## EXERCISE OBJECTIVE
Copy everything from the start of the entries down to the line containing "x=569 y=251", with that line included. Leave the pictures out of your copy.

## MATERIAL PROVIDED
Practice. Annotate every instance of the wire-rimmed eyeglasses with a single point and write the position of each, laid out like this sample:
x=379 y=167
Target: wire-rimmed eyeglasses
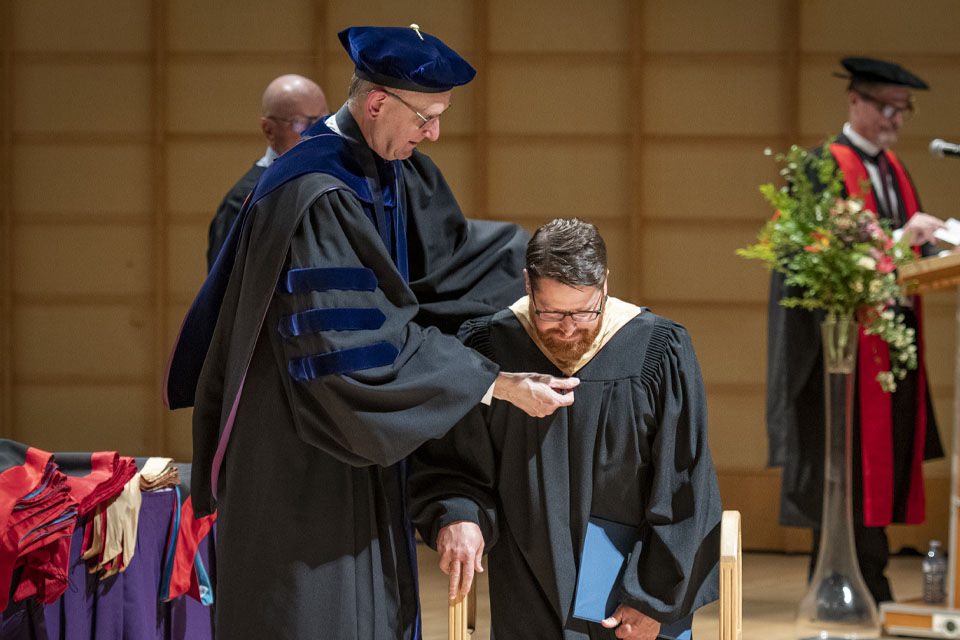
x=558 y=316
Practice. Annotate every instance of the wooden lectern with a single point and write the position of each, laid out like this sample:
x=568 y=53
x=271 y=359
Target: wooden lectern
x=916 y=618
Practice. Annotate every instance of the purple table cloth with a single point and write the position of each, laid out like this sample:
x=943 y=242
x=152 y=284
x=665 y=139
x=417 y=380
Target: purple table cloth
x=123 y=606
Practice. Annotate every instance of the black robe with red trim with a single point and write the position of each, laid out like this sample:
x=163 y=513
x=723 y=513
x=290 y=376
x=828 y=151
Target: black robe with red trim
x=902 y=430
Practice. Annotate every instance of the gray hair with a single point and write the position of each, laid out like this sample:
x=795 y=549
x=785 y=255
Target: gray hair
x=569 y=251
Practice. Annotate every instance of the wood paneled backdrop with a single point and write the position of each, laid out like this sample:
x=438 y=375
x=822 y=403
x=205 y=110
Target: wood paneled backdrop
x=125 y=121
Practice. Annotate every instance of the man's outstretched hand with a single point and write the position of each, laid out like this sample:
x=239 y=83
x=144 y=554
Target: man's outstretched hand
x=632 y=624
x=461 y=547
x=536 y=394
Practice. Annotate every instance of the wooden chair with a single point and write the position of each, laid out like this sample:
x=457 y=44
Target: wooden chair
x=731 y=577
x=462 y=614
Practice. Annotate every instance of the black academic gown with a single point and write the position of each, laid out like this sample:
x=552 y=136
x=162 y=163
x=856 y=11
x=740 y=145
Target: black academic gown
x=795 y=408
x=228 y=210
x=312 y=536
x=632 y=449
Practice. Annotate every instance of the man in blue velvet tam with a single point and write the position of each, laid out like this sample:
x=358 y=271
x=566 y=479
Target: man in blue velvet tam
x=325 y=356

## ANSWER TO THE EXERCISE
Practice. Annotate every instance of the wire-rimmed eyeglasses with a single point and write the position of each, laid out like this sample:
x=379 y=167
Target: wire-rimmed eyeglasses
x=558 y=316
Practice. Annotate every instance of the wooden lectern with a single point and write the position of each, laid out like this sample:
x=568 y=53
x=271 y=359
Target: wooden lectern
x=916 y=618
Practice. Annotate every instance of the purple table cloth with a single point and write the position of each, laid out like this sample:
x=943 y=242
x=152 y=284
x=665 y=139
x=417 y=380
Target: purple table cloth
x=123 y=606
Practice. Annotate every instance of the black robe with red trim with a single point and write the position of each, laid out like this sample:
x=163 y=513
x=723 y=513
x=290 y=376
x=828 y=151
Target: black robe with red trim
x=902 y=430
Practice. Annotate every instance of the gray hair with a single point and write the position of each, laid out like this sample:
x=795 y=549
x=785 y=255
Target: gray hair
x=569 y=251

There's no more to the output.